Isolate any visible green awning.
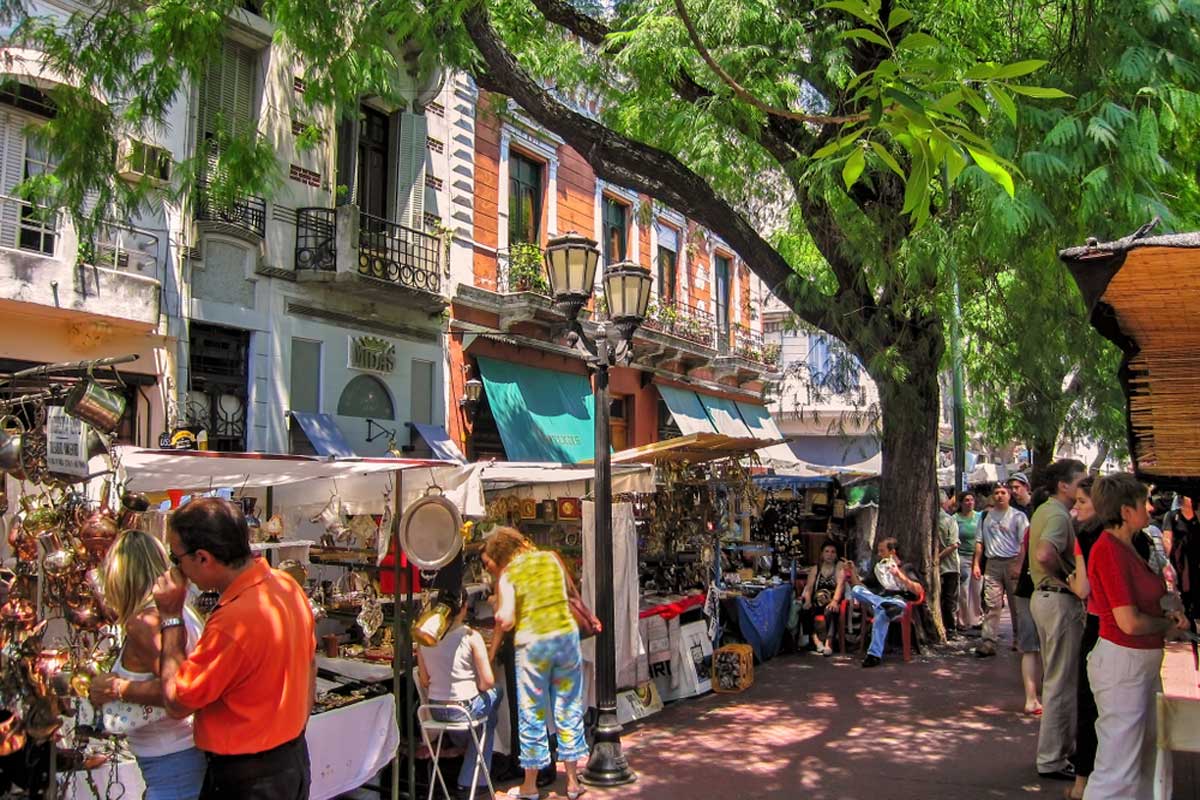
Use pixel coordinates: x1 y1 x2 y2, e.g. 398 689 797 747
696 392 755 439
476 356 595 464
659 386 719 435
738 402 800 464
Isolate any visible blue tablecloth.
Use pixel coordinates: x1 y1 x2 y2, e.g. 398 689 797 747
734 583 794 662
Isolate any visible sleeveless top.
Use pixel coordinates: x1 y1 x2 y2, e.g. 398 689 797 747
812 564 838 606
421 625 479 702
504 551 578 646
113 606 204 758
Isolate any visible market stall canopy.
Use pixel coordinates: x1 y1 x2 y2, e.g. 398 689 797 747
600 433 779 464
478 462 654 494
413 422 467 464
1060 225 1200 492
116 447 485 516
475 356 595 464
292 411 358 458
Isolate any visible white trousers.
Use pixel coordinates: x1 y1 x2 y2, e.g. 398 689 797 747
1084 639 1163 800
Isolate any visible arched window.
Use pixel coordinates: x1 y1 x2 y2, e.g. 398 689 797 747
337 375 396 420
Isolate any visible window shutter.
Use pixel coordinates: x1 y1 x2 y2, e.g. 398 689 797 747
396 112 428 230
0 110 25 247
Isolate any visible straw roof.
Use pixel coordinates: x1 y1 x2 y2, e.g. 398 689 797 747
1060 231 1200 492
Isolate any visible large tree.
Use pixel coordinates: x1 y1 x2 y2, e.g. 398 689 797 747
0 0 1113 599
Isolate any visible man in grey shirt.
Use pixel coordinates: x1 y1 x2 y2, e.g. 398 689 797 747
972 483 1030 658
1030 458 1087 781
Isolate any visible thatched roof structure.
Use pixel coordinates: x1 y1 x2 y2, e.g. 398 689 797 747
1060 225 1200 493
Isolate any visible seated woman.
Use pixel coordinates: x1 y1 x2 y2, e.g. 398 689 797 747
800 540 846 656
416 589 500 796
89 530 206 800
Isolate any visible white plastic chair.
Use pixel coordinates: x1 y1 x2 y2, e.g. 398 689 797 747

——————————

What you are asked to do >>
Copy every entry above word for word, but leave out the picture.

Answer in full >>
Isolate any visible green awning.
Use pixel coordinates: x1 y1 x2 y2, e.g. 398 689 797 747
696 392 755 439
476 356 595 464
659 386 719 435
738 402 800 464
Isolate any visible blue tablecloth.
Use pixel coordinates: x1 y1 x2 y2, e.g. 398 689 797 747
734 583 794 662
Isolate any visible sleeveless top.
Use pixel coordinates: x1 y1 x2 y2, e.g. 398 689 797 747
812 564 838 606
421 625 479 702
504 551 578 646
113 606 204 758
Isolate any visible market stall canopy.
Use pixel coordinates: x1 y1 x2 y2, e.g. 398 689 797 747
600 433 779 464
478 462 654 494
413 422 467 464
1060 225 1200 492
116 447 485 516
475 356 595 464
292 411 358 458
Isolate any visible white trousers.
Use pixel coordinates: x1 y1 x2 y2, e.g. 398 689 797 747
1084 639 1163 800
Isolate any visible arched window.
Use pixel coordinates: x1 y1 x2 y2, e.g. 398 689 797 747
337 375 396 420
Isolate any visible window shutter.
Use pixel coordinates: x1 y1 x2 y2, e.g. 398 689 797 747
396 112 428 230
0 110 25 247
Isolate any visible straw roof.
Use pixel coordinates: x1 y1 x2 y2, e.g. 398 689 797 747
1060 231 1200 492
Isolate any visible large tree.
Use pixel coordinates: x1 y1 x2 y2, e.g. 398 689 797 747
0 0 1113 599
Isolate any visible man in grey shirt.
Use pixel coordinates: x1 y1 x2 y2, e.g. 398 689 797 747
972 483 1030 658
1030 458 1087 781
Isolate any visible thatched roof structure.
Use pixel coordinates: x1 y1 x2 y2, e.g. 398 689 797 747
1060 225 1200 493
Isolate any visible seated woman.
Use pixel coordinates: x1 y1 x2 y2, e.g. 398 689 797 747
800 540 846 656
416 589 500 796
89 530 206 800
Isolate any visible white plastic chair.
Use pixel coordinates: x1 y1 x2 y2, e.g. 398 689 797 747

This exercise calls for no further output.